Tout dernièrement, dans la réunion du dispositif, dans le fil, je crois, de la même idée, le mot de « consigne » a été prononcé en rapport avec une médiation pédagogique, comme pouvant avoir un rôle positif et non coercitif, permettant un travail.
Pour conclure, alors que j’observe une pratique et une efficience du traitement de l’enfant dans l’institution « dispositif pour enfants autistes », je ne repère pas un discours sur la pratique qui serait celui qui soutiendrait cette institution, sinon des questionnements personnels, comme la mienne aujourd’hui et que mes collègues sans doute poursuivent ailleurs autrement. A moins que les questionnements personnels soutiennent l’institution, dès lors qu’ils cherchent à soutenir l’articulation d’une pratique et d’un discours. Et là, si c’est le cas, peut intervenir cette fonction paternelle qui est si différente d’un idéal. Nous avons aujourd’hui des crédits pour fonctionner, on ne peut pas être plus libres que ce que nous sommes par rapport aux tutelles et au contrôle par les pouvoirs extérieurs à l’établissement, puisqu’on nous assure un financement uniquement sur la base de ce sur quoi nous nous sommes engagés sur notre pratique. Nous avons les sympathies du Centre Ressources Autisme Ile de France, des ARS, de certains services hospitaliers, pour notre esprit ouvert et la qualité du travail que l’on poursuit avec relativement peu de moyens et quand j’attribue à mon discours sur l’aventure de cette pratique dans cette institution, une partie de ce résultat, mon discord avec mes collègues apparaît à nouveau, mon « quasi-comportementalisme » épinglé, et mon discours précisément considéré comme un bâton dans les roues.

» Données enregistrées
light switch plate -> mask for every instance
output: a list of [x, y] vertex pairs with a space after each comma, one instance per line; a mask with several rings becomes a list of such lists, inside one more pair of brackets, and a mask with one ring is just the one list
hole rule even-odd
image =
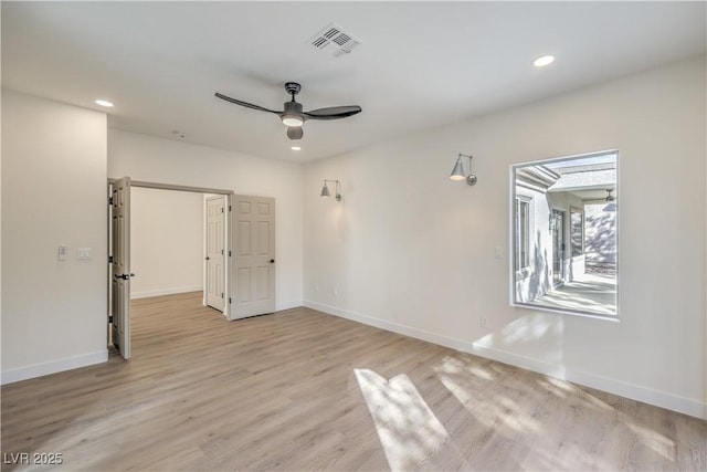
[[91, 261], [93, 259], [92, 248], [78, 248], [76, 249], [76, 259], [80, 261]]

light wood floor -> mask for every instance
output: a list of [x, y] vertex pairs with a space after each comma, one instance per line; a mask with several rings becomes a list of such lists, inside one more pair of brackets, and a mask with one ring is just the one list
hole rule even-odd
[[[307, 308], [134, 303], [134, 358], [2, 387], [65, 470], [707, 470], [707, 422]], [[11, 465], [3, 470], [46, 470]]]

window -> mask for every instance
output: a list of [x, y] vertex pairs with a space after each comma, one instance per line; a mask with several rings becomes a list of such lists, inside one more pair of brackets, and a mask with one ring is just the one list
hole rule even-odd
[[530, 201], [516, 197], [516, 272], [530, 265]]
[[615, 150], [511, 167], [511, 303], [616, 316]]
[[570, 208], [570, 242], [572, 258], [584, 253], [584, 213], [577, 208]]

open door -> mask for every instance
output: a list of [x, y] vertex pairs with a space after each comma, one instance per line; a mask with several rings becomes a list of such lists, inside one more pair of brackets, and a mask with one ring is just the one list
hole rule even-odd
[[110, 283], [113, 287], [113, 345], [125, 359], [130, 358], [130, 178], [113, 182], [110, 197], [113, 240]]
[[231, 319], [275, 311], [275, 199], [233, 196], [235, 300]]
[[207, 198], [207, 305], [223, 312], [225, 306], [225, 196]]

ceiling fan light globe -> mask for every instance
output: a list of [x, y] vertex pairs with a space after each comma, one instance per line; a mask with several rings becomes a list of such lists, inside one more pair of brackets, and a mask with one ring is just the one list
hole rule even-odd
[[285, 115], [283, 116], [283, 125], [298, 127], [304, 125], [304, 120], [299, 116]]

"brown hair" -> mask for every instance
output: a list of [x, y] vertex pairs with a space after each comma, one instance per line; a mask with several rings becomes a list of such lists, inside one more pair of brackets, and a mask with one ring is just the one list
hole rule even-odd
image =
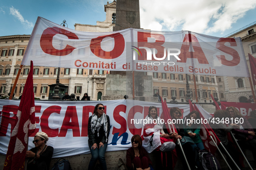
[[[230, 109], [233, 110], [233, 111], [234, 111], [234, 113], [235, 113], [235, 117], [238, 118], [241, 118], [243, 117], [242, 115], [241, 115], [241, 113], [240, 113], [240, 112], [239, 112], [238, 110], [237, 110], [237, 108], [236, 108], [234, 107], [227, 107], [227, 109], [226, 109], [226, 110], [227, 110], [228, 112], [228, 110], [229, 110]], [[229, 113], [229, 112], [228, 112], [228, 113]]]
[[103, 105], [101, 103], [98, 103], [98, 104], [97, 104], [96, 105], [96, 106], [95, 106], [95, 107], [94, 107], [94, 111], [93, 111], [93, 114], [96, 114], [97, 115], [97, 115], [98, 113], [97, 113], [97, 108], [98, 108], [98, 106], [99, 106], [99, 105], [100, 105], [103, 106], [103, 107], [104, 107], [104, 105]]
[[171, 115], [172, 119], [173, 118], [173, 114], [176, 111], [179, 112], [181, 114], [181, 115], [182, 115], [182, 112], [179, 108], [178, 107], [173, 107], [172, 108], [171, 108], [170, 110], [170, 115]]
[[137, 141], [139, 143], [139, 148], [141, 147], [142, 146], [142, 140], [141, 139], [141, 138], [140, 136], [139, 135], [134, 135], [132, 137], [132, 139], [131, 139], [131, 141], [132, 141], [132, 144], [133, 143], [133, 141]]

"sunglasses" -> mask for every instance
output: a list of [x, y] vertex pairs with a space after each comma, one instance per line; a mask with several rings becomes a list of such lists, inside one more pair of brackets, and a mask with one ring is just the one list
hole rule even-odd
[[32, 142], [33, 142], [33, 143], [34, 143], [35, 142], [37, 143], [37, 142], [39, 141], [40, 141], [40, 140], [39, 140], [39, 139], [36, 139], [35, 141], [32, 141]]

--

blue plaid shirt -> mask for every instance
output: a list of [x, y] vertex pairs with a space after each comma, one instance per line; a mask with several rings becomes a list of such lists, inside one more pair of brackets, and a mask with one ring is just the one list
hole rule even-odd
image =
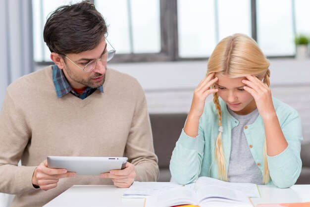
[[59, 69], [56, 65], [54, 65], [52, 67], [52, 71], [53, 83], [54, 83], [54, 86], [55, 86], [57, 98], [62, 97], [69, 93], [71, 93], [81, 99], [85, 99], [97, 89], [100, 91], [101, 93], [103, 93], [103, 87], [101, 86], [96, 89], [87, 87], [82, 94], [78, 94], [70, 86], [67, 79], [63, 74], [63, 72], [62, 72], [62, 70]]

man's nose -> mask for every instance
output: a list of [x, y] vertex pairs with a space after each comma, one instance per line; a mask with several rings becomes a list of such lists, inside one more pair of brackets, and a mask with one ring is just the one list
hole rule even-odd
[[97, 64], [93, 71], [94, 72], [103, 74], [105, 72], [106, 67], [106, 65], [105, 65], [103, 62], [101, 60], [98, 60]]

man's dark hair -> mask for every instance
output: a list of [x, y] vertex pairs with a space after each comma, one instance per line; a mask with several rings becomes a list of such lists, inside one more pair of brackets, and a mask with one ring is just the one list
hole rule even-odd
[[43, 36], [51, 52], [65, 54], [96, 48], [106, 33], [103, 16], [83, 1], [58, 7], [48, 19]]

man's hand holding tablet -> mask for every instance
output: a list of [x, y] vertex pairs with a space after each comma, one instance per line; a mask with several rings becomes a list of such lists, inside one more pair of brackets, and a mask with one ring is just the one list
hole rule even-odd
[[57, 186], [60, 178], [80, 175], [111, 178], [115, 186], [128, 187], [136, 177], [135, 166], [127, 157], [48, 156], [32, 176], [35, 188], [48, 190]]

» Exercices à résoudre
1 - Dans le texte sur le dispositif pour enfants autistes, recopiez le passage qui commence par « Tout dernièrement, dans » et se termine par « permettant un travail. ».
2 - D'après le texte sur le dispositif pour enfants autistes, quelles sont les instances dont l'équipe a les sympathies ? Citez-les toutes.
3 - Selon le texte sur le dispositif pour enfants autistes, sur quelle base le financement est-il assuré ?

» Réponses par exercice
1 -
Tout dernièrement, dans la réunion du dispositif, dans le fil, je crois, de la même idée, le mot de « consigne » a été prononcé en rapport avec une médiation pédagogique, comme pouvant avoir un rôle positif et non coercitif, permettant un travail.

2 - Le Centre Ressources Autisme Ile de France ; les ARS ; certains services hospitaliers.

3 - Uniquement sur la base de ce sur quoi l'équipe s'est engagée concernant sa pratique.